* _MATERIAL FOR THE TASK_
○ ○ ○ ○ ○

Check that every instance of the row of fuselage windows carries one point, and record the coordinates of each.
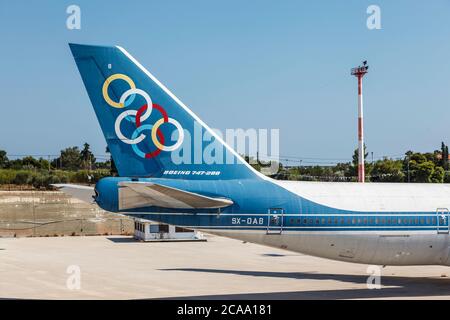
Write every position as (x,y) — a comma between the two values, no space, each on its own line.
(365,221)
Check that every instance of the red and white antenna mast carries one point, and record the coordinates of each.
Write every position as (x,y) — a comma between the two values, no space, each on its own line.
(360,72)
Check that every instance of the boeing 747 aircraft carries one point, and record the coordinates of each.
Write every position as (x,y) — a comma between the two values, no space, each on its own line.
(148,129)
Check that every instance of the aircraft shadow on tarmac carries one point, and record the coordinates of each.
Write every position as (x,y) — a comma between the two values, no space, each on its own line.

○ ○ ○ ○ ○

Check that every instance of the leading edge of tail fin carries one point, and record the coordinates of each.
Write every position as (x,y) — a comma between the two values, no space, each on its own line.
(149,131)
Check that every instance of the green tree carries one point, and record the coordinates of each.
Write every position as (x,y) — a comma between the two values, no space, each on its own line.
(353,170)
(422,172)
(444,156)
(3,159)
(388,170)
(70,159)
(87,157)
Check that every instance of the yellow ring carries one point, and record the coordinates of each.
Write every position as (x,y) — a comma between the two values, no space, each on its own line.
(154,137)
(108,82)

○ ○ ○ ○ ○

* _TASK DETAILS_
Reproduce every line above containing "aircraft".

* _ANSWER BELOW_
Check that every instance of the boeing 747 aircraft carries one point, and record the coordinates of each.
Check that every instance of the aircraft shadow on tarmac carries one point, and record the coordinates of each.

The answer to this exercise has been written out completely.